▸ **Dataset items**:
————————
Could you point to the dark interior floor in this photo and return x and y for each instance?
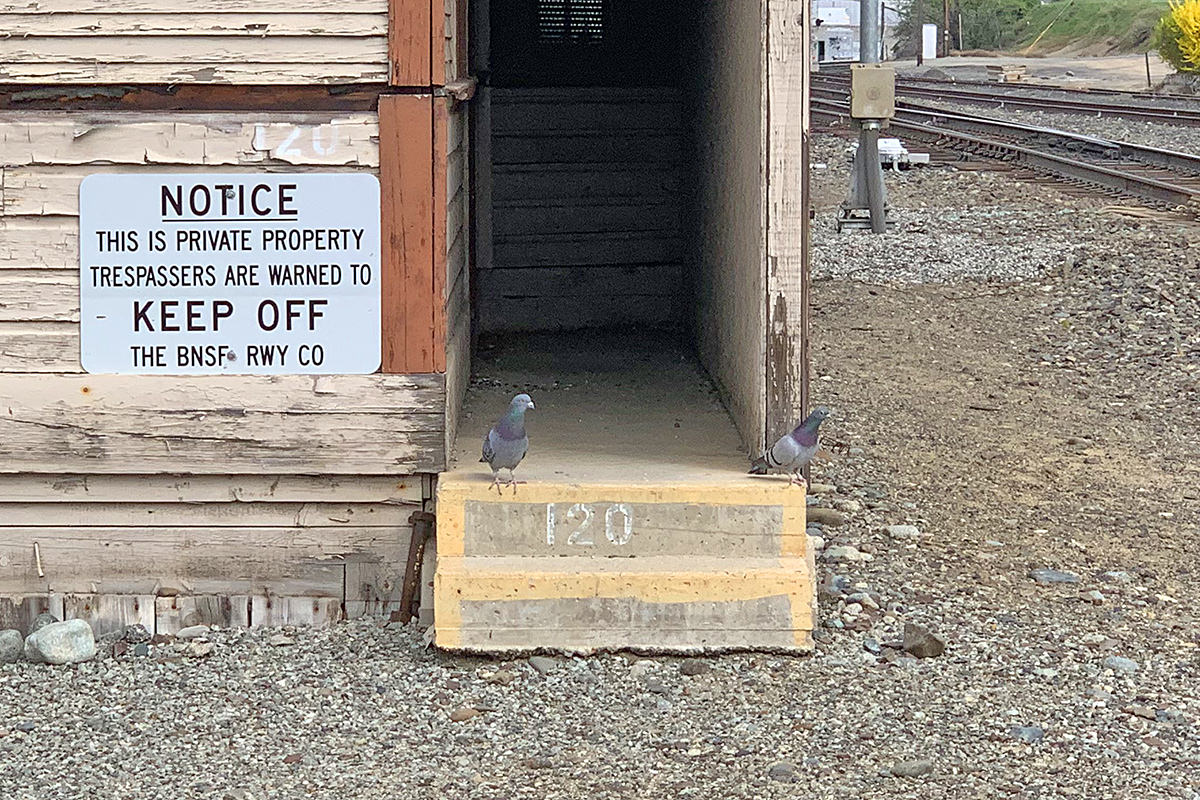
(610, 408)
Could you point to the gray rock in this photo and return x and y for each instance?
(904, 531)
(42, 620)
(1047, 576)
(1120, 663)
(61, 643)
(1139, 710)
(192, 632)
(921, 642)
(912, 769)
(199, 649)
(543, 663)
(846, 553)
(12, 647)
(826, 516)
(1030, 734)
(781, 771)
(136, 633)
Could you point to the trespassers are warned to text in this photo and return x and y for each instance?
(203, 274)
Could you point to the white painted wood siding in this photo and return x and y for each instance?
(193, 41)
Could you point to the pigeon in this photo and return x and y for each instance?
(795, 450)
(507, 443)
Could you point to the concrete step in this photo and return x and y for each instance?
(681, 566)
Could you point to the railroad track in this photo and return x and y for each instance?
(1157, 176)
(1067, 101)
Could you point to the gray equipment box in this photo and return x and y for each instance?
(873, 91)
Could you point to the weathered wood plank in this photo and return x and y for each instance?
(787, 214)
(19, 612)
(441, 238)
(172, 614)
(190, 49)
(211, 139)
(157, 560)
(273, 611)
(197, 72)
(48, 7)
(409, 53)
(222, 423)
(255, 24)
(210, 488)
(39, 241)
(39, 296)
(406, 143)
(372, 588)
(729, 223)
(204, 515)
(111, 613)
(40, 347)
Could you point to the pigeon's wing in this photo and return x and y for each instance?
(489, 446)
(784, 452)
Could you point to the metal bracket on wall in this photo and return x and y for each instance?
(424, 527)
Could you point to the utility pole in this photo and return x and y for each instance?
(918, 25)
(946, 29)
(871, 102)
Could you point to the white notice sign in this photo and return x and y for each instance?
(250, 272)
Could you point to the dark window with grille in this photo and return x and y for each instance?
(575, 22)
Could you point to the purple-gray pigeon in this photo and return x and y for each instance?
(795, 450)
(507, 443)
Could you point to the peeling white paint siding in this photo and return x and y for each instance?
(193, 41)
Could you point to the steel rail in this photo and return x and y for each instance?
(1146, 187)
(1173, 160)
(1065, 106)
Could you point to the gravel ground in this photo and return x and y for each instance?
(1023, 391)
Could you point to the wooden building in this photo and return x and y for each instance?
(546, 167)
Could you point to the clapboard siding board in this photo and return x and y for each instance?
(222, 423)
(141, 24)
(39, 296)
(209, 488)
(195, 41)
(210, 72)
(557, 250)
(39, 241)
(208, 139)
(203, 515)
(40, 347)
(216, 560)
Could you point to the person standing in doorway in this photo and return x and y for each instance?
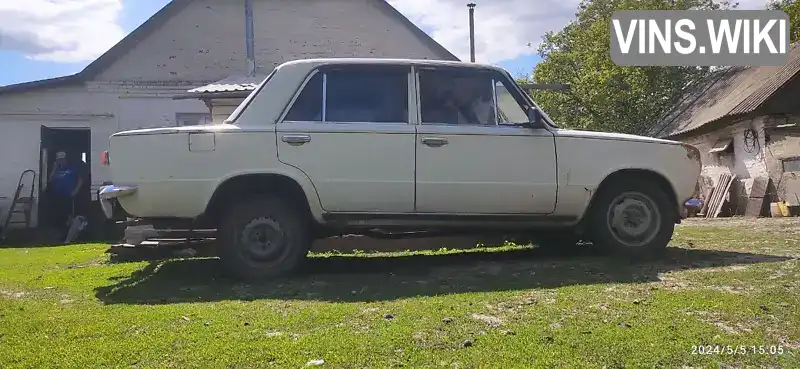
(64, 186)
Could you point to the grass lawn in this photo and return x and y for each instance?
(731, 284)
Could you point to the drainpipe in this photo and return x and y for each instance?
————————
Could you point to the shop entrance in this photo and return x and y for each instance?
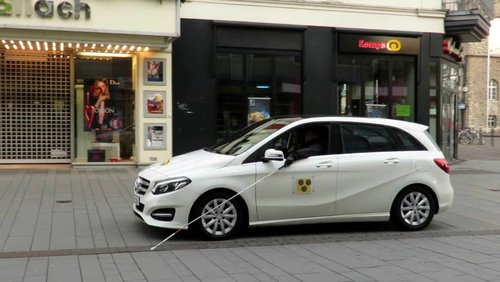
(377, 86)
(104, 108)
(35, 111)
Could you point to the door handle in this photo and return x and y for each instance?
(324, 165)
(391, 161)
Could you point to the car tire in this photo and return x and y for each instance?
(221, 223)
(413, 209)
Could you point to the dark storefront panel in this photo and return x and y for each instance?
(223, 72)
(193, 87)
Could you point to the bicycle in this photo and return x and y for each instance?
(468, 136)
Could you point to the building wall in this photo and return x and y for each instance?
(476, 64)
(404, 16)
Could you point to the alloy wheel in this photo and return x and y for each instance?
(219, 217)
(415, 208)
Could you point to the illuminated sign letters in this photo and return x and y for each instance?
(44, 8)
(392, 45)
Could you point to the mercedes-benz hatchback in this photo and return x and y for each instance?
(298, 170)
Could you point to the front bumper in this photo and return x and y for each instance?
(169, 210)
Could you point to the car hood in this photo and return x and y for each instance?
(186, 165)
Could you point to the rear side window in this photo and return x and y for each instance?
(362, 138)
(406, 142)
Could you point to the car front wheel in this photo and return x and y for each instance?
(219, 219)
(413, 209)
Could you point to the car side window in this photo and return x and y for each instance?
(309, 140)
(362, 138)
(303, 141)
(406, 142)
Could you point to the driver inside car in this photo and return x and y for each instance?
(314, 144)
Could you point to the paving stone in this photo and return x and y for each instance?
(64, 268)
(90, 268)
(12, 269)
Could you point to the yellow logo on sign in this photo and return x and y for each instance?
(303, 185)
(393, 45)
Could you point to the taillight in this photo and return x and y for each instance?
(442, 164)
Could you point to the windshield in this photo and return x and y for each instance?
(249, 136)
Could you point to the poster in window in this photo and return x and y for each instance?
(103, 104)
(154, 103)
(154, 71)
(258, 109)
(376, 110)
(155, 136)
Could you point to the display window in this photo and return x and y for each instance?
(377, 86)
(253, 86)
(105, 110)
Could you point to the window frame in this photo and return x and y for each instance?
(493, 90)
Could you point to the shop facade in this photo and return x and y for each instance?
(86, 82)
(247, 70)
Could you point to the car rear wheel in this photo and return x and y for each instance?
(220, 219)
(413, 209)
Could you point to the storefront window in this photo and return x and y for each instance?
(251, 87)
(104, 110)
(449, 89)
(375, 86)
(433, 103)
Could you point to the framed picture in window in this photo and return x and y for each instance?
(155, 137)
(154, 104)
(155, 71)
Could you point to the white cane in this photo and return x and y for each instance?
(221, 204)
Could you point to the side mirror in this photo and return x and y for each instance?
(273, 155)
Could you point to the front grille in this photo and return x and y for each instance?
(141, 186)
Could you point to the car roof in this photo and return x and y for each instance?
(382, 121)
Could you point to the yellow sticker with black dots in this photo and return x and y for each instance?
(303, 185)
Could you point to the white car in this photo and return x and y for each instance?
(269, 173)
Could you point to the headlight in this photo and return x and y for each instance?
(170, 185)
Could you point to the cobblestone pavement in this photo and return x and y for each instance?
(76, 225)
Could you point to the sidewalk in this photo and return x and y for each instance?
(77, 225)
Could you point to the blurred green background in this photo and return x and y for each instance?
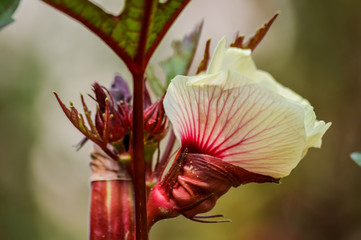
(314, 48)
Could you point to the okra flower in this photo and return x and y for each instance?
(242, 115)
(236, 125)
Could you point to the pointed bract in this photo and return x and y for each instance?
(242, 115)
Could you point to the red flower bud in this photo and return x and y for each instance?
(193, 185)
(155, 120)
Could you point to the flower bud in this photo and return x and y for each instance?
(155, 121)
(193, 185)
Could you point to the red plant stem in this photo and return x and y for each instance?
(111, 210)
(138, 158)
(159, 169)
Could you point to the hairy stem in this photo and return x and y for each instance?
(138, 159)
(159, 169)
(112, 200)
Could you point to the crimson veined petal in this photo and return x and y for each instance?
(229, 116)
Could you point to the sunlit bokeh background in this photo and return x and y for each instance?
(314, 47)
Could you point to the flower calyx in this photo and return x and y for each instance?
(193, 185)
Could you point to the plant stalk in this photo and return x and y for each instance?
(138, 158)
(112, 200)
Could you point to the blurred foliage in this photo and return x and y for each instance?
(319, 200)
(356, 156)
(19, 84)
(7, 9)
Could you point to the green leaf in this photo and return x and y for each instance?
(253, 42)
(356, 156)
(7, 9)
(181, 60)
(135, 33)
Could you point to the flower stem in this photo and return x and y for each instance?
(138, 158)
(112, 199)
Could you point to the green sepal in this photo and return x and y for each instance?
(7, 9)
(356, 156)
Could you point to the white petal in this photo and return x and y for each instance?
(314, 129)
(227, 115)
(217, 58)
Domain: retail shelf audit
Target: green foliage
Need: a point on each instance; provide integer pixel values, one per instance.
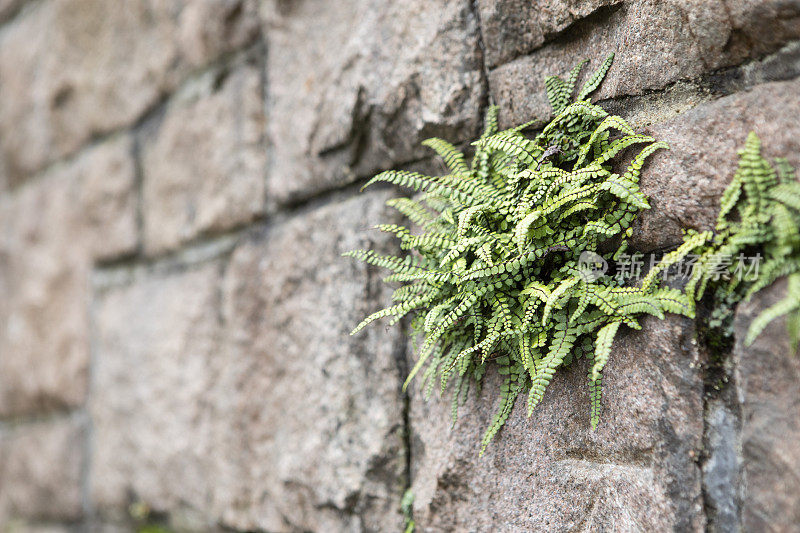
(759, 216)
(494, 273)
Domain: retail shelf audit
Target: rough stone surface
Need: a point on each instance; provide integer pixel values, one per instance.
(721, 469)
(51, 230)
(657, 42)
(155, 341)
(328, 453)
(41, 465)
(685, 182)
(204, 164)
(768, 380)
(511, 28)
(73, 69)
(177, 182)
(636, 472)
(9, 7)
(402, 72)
————————
▸ **The problem**: Retype the listing above, from the line with "Could you point to the clapboard" to the line with "Could you point to the drainpipe", both included. Leave the pictures out.

▸ **Answer for this exercise**:
Could you point to the clapboard siding board in this photo and return x and y for each instance?
(222, 423)
(141, 24)
(39, 296)
(209, 488)
(195, 41)
(210, 72)
(557, 250)
(39, 241)
(208, 139)
(203, 515)
(40, 347)
(216, 560)
Could you point to the person standing in doorway in this photo and return x and y for each instance?
(64, 186)
Could you point to the grass lawn in this photo and return x and y for each instance?
(731, 284)
Could you point to the drainpipe in this photo and return x and y for each instance?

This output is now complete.